§ **EXTRACTED INFORMATION**:
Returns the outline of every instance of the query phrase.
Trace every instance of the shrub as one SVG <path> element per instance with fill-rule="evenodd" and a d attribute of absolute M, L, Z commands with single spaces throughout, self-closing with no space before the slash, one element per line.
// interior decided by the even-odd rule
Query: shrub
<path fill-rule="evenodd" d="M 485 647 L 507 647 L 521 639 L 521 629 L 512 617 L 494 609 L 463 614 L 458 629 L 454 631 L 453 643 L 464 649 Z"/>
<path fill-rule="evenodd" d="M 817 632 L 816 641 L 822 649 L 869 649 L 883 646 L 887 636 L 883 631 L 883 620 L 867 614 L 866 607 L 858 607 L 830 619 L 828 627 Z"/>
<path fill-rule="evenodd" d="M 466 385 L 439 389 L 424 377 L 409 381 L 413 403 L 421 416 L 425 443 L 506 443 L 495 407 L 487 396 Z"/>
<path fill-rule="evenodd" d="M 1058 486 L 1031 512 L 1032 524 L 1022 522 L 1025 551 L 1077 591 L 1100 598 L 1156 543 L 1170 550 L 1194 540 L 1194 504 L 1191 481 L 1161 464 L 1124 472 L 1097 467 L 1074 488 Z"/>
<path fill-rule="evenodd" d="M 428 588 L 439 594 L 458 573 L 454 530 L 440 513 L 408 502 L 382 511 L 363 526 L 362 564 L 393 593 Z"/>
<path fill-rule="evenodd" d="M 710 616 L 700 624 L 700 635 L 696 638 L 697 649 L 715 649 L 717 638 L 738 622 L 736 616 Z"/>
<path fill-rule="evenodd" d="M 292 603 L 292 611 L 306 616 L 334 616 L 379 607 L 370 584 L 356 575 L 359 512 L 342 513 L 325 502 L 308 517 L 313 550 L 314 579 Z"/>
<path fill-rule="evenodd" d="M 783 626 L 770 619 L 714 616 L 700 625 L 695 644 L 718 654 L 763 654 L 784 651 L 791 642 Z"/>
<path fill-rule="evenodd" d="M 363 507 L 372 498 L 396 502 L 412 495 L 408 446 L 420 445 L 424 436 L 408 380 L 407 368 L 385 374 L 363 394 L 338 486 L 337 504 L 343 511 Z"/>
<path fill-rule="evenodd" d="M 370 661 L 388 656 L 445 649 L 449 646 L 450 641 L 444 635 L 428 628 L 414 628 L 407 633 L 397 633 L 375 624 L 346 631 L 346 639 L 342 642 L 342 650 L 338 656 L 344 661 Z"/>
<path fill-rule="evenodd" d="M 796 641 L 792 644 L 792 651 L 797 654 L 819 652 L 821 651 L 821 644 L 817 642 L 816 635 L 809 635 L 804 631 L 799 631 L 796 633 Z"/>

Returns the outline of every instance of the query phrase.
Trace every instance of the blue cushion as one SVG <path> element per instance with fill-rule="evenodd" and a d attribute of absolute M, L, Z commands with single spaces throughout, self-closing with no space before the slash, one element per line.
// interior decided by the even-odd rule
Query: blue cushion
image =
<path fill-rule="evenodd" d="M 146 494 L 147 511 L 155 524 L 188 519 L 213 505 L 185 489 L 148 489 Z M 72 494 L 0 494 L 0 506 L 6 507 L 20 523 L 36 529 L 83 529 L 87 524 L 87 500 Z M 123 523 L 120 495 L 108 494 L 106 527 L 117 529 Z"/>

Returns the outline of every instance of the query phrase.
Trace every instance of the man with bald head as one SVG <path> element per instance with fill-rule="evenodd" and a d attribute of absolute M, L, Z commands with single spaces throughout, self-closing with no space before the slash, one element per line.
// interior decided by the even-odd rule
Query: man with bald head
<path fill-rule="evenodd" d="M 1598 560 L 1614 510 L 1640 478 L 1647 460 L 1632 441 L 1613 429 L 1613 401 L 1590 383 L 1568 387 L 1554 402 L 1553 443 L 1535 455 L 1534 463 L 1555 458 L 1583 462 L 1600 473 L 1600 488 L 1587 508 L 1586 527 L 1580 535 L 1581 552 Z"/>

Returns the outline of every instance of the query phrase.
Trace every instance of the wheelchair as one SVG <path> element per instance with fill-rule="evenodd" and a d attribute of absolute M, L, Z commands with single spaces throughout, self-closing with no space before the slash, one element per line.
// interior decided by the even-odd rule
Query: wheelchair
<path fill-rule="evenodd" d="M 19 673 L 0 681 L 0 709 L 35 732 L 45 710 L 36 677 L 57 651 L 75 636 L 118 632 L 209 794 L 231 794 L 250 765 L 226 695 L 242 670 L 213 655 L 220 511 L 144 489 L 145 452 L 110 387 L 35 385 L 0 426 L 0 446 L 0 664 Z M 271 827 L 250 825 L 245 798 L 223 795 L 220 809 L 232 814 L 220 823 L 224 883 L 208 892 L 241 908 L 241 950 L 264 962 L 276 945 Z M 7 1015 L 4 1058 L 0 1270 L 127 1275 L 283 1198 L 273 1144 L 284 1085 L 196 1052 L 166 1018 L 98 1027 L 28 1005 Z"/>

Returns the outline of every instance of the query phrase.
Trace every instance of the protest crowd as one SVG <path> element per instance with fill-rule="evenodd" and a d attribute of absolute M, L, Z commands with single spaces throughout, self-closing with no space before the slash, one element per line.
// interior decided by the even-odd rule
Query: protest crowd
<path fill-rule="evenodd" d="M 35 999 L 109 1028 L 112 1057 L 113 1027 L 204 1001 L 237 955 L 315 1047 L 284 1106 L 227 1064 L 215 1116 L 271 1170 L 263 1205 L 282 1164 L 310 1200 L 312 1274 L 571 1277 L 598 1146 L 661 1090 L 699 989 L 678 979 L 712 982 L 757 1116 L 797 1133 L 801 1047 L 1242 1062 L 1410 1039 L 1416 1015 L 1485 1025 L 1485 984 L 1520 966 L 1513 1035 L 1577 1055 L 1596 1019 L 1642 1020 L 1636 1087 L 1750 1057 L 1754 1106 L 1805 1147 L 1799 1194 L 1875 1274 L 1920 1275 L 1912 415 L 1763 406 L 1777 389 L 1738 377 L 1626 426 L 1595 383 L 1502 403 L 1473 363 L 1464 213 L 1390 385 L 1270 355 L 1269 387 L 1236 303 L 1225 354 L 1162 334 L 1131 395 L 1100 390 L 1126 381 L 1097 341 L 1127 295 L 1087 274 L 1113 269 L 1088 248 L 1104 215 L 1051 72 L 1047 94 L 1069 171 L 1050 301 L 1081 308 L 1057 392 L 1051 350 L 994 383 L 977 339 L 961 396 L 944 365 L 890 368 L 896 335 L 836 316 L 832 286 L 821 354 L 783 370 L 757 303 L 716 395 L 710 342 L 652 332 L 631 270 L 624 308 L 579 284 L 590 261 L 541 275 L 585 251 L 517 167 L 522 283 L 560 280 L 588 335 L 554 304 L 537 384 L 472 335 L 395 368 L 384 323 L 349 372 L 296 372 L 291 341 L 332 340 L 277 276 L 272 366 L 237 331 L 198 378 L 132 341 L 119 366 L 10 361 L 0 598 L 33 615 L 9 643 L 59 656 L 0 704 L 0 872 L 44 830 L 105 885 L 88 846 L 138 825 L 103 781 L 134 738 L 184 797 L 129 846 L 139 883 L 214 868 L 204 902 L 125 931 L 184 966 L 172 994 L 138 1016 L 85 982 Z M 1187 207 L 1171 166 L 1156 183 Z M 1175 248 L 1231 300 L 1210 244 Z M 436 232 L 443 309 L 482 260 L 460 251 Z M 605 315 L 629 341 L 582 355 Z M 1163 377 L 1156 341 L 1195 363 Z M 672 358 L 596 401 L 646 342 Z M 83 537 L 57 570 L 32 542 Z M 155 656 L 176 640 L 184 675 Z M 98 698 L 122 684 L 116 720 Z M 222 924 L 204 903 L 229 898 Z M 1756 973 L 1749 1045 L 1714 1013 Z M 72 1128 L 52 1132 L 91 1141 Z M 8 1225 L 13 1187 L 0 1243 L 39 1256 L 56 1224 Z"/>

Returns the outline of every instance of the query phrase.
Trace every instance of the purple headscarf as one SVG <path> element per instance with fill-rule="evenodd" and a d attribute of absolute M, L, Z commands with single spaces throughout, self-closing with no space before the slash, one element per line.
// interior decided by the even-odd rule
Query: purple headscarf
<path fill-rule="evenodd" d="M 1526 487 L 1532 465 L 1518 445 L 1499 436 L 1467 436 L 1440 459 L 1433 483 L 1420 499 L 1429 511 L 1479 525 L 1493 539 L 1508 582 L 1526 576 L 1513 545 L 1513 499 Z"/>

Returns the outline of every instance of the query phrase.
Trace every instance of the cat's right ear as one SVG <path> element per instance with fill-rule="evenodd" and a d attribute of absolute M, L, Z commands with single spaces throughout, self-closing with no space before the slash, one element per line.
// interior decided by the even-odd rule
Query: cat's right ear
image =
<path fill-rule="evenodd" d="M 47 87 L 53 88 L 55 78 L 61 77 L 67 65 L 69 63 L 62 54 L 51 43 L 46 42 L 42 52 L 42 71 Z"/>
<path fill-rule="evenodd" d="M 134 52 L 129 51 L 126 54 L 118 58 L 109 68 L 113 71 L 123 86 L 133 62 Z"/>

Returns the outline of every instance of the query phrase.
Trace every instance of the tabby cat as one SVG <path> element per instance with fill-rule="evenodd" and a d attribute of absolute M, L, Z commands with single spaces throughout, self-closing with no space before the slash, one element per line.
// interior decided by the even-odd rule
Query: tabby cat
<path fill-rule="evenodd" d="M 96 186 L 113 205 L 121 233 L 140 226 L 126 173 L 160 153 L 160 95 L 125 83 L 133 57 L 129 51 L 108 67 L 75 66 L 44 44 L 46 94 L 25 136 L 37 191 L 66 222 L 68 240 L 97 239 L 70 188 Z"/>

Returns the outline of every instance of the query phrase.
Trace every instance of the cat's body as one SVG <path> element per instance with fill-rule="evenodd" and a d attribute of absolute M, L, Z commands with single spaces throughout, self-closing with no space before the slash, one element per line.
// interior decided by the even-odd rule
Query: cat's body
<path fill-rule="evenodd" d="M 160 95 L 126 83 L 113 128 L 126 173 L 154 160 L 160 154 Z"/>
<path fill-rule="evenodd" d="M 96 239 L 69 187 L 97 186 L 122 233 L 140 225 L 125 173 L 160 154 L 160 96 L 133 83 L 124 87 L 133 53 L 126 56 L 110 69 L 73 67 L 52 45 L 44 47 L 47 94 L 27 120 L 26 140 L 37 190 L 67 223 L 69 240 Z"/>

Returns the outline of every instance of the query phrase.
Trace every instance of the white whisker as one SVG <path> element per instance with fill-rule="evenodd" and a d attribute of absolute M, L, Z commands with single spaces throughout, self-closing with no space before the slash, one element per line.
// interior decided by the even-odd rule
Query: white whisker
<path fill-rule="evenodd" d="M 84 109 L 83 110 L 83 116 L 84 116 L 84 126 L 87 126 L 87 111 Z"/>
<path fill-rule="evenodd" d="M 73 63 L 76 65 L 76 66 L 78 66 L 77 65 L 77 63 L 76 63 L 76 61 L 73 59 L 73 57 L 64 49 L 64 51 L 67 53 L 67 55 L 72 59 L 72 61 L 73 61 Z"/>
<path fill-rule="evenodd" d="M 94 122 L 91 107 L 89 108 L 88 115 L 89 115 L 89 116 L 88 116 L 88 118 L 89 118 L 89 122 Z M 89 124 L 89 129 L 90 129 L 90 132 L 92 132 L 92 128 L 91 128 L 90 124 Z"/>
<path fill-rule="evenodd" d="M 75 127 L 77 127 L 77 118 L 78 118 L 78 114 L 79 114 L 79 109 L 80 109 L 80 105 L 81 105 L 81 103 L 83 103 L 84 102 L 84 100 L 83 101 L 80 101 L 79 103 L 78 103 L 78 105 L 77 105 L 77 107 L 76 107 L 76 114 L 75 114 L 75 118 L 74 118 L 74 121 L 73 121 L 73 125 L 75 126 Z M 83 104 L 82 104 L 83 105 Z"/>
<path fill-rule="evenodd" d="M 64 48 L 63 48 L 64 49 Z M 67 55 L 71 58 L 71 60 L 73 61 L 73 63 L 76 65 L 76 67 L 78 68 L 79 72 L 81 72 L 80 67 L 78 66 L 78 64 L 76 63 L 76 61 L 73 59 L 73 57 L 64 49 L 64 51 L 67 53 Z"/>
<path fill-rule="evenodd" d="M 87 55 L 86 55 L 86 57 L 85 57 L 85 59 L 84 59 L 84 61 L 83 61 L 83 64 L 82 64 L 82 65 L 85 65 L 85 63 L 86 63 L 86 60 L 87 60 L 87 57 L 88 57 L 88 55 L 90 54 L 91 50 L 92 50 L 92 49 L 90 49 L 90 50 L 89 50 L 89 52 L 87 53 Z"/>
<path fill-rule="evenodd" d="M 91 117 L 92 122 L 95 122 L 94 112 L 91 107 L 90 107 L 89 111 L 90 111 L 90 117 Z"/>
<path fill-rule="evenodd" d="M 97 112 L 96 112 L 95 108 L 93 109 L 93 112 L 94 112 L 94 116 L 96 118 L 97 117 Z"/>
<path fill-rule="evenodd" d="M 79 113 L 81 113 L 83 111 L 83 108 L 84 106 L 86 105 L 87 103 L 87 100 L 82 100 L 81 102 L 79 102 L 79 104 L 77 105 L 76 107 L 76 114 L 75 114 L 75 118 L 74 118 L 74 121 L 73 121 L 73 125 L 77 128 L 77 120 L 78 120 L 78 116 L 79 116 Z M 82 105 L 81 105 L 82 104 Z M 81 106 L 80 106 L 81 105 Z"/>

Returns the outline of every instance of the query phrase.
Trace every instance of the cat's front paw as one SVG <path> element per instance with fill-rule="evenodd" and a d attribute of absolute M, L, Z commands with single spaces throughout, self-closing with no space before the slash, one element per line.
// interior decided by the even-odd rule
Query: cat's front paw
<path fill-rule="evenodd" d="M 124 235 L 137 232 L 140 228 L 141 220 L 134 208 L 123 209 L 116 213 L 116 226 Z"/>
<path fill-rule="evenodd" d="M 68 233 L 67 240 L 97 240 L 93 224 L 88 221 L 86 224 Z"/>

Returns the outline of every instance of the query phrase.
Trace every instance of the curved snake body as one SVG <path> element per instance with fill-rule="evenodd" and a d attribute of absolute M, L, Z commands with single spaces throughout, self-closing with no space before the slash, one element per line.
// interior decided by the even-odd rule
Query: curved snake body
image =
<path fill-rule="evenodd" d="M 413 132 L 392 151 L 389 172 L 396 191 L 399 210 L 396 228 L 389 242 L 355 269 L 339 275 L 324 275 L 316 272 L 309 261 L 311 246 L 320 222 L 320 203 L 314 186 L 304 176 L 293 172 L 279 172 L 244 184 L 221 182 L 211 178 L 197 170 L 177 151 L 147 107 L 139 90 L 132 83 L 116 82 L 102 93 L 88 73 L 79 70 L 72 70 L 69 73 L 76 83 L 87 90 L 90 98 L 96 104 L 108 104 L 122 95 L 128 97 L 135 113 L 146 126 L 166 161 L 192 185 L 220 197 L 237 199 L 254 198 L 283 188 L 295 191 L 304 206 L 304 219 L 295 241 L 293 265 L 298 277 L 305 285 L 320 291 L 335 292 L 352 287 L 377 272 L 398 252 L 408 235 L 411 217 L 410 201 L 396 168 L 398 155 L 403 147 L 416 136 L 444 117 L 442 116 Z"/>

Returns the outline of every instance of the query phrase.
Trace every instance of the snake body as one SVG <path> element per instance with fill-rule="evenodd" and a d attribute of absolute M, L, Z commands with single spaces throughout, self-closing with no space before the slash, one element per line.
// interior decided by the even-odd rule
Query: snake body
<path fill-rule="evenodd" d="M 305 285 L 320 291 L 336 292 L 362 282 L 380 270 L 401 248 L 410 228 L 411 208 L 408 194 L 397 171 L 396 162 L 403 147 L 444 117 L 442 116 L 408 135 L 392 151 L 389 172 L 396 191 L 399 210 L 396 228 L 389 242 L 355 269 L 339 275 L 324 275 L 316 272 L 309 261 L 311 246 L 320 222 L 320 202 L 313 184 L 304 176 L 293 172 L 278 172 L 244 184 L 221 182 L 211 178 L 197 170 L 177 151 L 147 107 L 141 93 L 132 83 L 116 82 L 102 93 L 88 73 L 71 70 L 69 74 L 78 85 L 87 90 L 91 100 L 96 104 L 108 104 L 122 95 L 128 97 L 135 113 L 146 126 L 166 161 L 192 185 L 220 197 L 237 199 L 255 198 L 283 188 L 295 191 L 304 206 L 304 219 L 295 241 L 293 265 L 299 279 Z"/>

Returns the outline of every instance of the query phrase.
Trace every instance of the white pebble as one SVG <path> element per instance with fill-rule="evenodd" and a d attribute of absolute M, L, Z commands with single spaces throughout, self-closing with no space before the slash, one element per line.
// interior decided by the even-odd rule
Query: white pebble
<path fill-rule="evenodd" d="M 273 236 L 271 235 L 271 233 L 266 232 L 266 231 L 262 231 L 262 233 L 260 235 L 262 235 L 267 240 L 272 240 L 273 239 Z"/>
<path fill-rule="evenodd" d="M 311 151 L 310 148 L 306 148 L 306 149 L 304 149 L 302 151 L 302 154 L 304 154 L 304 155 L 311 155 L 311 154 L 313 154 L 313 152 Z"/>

§ **ABOUT THIS TASK**: Every line of the material above that includes the string "right" is required.

§ **YOUR RESPONSE**:
Trace every instance of the cat's right ear as one SVG <path> element per instance with fill-rule="evenodd" and a d attribute of absolute M, L, Z commands with single spaces throughout, self-closing with no space before the slash, one element per line.
Query: cat's right ear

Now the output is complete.